*Exercise instructions*: From the rows below, pick out every line that contains the word "book" and copy each of those lines in full.

Stored data
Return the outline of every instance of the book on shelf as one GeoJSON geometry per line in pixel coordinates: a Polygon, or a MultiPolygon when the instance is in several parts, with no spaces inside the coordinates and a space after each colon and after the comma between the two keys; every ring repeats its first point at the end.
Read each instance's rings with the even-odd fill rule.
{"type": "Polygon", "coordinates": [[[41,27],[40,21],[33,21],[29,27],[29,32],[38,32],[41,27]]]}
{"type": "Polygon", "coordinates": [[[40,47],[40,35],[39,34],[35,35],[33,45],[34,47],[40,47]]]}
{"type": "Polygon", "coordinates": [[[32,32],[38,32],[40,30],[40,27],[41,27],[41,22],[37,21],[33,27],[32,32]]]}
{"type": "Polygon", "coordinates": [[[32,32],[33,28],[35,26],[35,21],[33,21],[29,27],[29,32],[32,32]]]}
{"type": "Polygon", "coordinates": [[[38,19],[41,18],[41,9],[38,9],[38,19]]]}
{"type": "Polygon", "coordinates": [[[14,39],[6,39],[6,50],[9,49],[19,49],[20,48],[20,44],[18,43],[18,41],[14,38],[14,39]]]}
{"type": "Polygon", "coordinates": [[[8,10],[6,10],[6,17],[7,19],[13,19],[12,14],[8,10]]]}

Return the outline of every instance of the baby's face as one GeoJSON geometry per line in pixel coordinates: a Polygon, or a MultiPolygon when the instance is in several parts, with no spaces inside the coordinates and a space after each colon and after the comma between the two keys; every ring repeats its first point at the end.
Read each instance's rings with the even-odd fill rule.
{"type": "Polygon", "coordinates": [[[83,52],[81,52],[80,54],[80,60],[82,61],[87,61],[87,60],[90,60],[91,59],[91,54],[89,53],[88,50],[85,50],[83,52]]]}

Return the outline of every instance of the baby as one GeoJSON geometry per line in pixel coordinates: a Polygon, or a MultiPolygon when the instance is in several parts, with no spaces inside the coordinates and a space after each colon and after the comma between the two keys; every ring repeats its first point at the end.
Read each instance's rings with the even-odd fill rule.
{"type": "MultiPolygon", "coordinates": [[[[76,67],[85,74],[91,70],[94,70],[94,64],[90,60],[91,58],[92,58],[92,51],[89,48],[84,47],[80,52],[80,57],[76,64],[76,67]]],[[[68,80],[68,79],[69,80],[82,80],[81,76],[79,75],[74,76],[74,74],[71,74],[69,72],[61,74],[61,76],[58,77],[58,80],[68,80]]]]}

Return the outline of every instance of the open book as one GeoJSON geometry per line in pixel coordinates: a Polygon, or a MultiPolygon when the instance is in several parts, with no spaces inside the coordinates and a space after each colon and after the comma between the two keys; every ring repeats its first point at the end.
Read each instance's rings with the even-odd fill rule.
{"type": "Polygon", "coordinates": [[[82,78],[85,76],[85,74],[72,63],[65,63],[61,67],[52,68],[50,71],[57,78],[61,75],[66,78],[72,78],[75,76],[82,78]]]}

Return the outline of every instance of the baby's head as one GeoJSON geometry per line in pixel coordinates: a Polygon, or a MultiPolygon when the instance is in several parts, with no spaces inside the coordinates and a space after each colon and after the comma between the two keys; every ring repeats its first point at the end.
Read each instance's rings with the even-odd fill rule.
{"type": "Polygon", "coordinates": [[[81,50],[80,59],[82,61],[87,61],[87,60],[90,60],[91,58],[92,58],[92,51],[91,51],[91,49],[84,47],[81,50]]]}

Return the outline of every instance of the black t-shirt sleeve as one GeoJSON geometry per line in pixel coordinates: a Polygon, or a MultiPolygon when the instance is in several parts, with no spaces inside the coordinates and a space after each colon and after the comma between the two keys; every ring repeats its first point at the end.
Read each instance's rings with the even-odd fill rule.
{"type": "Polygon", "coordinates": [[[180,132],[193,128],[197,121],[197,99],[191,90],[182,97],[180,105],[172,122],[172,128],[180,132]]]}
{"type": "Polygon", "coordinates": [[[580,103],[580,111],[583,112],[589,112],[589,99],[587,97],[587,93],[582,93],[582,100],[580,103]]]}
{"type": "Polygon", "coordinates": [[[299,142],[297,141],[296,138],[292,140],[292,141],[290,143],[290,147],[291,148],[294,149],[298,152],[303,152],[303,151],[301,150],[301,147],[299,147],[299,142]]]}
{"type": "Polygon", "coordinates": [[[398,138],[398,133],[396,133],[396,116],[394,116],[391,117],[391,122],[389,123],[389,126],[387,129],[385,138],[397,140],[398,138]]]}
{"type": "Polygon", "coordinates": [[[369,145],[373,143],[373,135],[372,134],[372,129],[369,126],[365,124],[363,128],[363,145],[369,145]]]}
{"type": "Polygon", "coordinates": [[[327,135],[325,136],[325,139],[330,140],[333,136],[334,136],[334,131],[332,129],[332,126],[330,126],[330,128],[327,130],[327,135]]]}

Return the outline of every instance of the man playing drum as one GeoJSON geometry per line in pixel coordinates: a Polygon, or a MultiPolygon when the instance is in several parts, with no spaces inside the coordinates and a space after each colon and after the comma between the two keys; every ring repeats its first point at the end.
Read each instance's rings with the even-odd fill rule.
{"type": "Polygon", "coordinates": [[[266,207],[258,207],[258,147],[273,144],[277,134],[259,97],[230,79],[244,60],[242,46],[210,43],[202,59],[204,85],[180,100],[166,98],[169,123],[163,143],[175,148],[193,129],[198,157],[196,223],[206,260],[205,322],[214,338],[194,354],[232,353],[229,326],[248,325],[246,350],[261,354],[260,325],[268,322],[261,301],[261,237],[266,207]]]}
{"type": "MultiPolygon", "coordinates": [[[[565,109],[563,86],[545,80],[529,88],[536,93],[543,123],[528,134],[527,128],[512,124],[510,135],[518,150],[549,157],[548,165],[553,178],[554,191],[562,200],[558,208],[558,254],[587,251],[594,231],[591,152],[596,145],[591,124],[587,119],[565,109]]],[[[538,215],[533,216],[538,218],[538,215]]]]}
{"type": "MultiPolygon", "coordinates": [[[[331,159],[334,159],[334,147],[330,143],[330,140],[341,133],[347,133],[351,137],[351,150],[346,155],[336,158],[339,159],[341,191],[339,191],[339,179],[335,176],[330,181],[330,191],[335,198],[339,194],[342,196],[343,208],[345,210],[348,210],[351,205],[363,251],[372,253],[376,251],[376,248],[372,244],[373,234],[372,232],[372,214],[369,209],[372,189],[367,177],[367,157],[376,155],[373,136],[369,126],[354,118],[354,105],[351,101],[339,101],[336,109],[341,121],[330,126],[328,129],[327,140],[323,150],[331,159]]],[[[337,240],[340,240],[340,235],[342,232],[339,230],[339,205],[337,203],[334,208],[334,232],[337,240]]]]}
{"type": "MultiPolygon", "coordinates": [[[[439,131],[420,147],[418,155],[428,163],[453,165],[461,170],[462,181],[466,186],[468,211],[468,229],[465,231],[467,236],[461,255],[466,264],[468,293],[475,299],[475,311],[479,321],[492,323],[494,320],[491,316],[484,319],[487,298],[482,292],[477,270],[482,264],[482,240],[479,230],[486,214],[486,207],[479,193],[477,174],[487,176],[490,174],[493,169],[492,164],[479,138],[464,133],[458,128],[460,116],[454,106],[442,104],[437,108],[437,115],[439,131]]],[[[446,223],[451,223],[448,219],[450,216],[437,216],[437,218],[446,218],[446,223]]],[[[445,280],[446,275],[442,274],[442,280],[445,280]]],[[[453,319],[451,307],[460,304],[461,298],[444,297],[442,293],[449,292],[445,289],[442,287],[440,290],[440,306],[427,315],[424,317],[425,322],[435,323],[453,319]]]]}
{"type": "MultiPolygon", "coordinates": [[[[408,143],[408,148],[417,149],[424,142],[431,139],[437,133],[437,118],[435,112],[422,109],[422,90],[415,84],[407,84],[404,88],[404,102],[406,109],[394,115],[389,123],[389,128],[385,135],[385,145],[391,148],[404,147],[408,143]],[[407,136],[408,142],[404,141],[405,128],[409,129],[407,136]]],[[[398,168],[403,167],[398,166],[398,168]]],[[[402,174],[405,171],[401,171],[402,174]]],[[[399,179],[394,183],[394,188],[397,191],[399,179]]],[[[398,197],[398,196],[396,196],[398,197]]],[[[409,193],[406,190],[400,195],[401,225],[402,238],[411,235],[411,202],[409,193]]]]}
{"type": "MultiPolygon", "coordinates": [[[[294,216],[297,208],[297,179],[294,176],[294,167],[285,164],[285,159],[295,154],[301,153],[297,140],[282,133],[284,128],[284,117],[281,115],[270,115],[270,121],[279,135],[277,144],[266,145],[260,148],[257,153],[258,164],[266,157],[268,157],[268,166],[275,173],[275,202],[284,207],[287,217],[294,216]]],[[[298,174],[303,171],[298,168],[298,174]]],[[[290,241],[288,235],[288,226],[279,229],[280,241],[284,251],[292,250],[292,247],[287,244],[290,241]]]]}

*Answer to the task*:
Return the outline of every instance of the book on shelf as one GeoJSON geometry per line in pixel coordinates: a Polygon, or a MultiPolygon when the instance is in several parts, with no spaces inside the coordinates and a space after each colon and after the comma between the two keys; every ring repeats its first point at the end.
Return the outline of every instance of the open book as one GeoJSON geometry per line in pixel coordinates: a Polygon, or a MultiPolygon when the instance is in several parts, with no spaces inside the coordinates and a space after each colon and after the comma between the two keys; every ring repeats its first point at the end.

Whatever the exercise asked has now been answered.